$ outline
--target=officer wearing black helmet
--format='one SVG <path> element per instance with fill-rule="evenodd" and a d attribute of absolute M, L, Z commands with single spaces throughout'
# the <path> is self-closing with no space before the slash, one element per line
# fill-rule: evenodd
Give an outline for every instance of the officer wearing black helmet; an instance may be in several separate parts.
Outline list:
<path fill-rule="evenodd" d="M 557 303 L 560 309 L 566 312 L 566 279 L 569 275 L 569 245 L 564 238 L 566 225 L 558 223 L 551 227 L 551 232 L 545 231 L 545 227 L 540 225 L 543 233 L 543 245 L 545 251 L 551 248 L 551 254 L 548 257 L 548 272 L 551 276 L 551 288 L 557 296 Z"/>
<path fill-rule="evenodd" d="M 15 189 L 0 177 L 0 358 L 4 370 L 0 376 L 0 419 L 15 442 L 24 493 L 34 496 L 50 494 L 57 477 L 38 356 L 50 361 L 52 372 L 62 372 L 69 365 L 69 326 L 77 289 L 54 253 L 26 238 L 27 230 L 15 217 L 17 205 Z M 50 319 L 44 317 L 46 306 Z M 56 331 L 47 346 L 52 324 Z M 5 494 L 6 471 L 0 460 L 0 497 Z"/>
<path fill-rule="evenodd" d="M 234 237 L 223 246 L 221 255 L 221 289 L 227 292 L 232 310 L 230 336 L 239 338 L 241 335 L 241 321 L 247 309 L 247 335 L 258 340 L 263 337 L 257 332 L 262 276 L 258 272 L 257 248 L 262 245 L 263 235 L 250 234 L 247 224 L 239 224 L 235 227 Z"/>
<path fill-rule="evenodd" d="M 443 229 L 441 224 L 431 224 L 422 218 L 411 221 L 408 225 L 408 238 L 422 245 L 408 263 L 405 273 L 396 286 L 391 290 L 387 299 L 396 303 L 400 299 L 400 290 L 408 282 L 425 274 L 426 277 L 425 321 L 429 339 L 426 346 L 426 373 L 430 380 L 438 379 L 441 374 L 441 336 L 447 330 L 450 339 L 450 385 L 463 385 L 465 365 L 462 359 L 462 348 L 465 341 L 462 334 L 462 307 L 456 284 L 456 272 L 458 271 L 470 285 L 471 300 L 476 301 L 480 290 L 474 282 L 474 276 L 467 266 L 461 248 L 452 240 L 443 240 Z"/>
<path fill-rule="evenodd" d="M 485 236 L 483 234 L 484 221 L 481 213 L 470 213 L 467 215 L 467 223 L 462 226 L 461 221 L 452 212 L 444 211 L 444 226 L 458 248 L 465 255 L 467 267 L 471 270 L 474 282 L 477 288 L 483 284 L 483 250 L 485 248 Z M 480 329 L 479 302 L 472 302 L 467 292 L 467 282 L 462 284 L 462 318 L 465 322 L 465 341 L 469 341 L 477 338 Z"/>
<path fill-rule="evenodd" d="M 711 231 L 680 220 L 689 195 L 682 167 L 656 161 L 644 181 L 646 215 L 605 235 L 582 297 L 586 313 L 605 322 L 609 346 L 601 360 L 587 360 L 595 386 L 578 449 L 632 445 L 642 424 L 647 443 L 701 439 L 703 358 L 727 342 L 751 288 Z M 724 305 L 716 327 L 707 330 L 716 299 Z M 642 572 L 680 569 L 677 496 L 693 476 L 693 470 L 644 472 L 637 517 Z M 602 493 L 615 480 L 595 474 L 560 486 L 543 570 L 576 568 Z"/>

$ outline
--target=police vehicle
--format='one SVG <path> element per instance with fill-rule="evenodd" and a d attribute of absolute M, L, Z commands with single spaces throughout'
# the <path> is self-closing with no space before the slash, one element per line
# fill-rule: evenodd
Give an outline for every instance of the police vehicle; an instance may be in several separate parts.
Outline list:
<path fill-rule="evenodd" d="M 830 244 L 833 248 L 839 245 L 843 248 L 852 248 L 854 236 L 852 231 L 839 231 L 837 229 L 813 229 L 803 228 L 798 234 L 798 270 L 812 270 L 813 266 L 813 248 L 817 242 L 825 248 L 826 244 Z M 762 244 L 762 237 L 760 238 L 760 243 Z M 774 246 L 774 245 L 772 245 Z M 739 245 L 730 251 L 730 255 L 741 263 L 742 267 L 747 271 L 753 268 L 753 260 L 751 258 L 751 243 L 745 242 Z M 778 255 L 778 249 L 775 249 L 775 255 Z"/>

### TASK INSTRUCTIONS
Render all of the lines above as a Markdown table with the columns "Row" and "Line", numbering each row and omitting blank lines.

### EXERCISE ANSWER
| Row | Line |
|---|---|
| 1 | $ outline |
| 2 | --target=officer wearing black helmet |
| 3 | --format='one SVG <path> element per instance with fill-rule="evenodd" and a d attribute of absolute M, L, Z commands with single spaces throughout' |
| 4 | # the <path> is self-closing with no space before the slash, one element per line |
| 5 | # fill-rule: evenodd |
| 6 | Give an outline for every instance of the officer wearing black helmet; an instance may be in several separate parts. |
| 7 | Outline list: |
| 8 | <path fill-rule="evenodd" d="M 557 303 L 560 309 L 566 312 L 566 279 L 569 275 L 569 245 L 564 238 L 566 225 L 558 223 L 551 227 L 551 232 L 545 231 L 545 227 L 540 225 L 543 233 L 543 245 L 545 251 L 551 248 L 551 254 L 548 257 L 548 272 L 551 276 L 551 288 L 557 296 Z"/> |
| 9 | <path fill-rule="evenodd" d="M 15 189 L 0 177 L 0 358 L 4 370 L 0 376 L 0 419 L 15 442 L 24 493 L 34 496 L 50 494 L 57 477 L 38 356 L 50 361 L 52 372 L 62 372 L 69 365 L 69 326 L 77 289 L 54 253 L 26 238 L 27 230 L 15 217 L 17 205 Z M 50 319 L 44 317 L 46 306 Z M 56 331 L 47 346 L 52 324 Z M 5 494 L 6 471 L 0 460 L 0 497 Z"/> |
| 10 | <path fill-rule="evenodd" d="M 234 237 L 223 246 L 221 255 L 221 289 L 227 292 L 232 310 L 230 336 L 239 338 L 241 335 L 241 321 L 247 309 L 247 335 L 258 340 L 263 337 L 257 332 L 262 276 L 258 272 L 257 248 L 262 245 L 263 235 L 250 234 L 247 224 L 239 224 L 235 227 Z"/> |
| 11 | <path fill-rule="evenodd" d="M 443 229 L 441 224 L 431 224 L 422 218 L 411 221 L 408 225 L 408 238 L 422 245 L 408 263 L 405 273 L 396 286 L 391 290 L 387 299 L 396 303 L 400 299 L 400 290 L 408 282 L 425 274 L 426 277 L 425 321 L 429 339 L 426 346 L 426 373 L 430 380 L 438 379 L 441 374 L 441 336 L 447 330 L 450 339 L 450 385 L 463 385 L 465 365 L 462 359 L 462 348 L 465 341 L 462 334 L 462 307 L 456 284 L 456 272 L 458 271 L 470 285 L 471 300 L 476 301 L 480 290 L 474 282 L 474 276 L 467 266 L 461 248 L 452 240 L 443 240 Z"/> |
| 12 | <path fill-rule="evenodd" d="M 485 236 L 483 234 L 484 221 L 481 213 L 470 213 L 467 215 L 467 223 L 462 226 L 461 221 L 452 212 L 444 211 L 444 226 L 458 248 L 465 255 L 467 267 L 471 270 L 474 282 L 477 288 L 483 284 L 483 250 L 485 248 Z M 480 329 L 479 302 L 472 302 L 467 292 L 467 282 L 462 284 L 462 318 L 465 322 L 465 341 L 469 341 L 477 338 Z"/> |
| 13 | <path fill-rule="evenodd" d="M 711 231 L 680 220 L 689 195 L 682 167 L 656 161 L 644 181 L 646 215 L 605 235 L 582 297 L 586 313 L 605 322 L 609 346 L 601 360 L 587 360 L 595 386 L 578 449 L 632 445 L 642 424 L 647 443 L 701 439 L 703 358 L 727 342 L 751 288 Z M 724 305 L 716 327 L 707 330 L 716 299 Z M 642 572 L 680 569 L 677 496 L 693 476 L 693 470 L 644 472 L 637 517 Z M 602 493 L 615 480 L 595 474 L 560 486 L 543 570 L 576 568 Z"/> |
| 14 | $ outline |
| 15 | --target=police vehicle |
| 16 | --format='one SVG <path> element per instance with fill-rule="evenodd" and a d attribute of absolute M, L, Z commands with single spaces throughout' |
| 17 | # the <path> is self-closing with no space before the slash, one element per line |
| 18 | # fill-rule: evenodd |
| 19 | Give an outline for every instance of the police vehicle; an instance may be in several separate parts. |
| 20 | Outline list: |
| 21 | <path fill-rule="evenodd" d="M 830 244 L 833 248 L 839 245 L 843 248 L 852 248 L 854 236 L 852 231 L 839 231 L 837 229 L 813 229 L 803 228 L 798 234 L 798 270 L 812 270 L 813 266 L 813 248 L 817 242 L 825 248 L 826 244 Z M 762 244 L 762 237 L 760 238 L 760 243 Z M 774 246 L 774 245 L 772 245 Z M 739 245 L 730 251 L 730 255 L 741 263 L 742 267 L 747 271 L 753 268 L 753 260 L 751 258 L 751 243 L 745 242 Z M 778 255 L 778 249 L 775 249 L 775 255 Z"/> |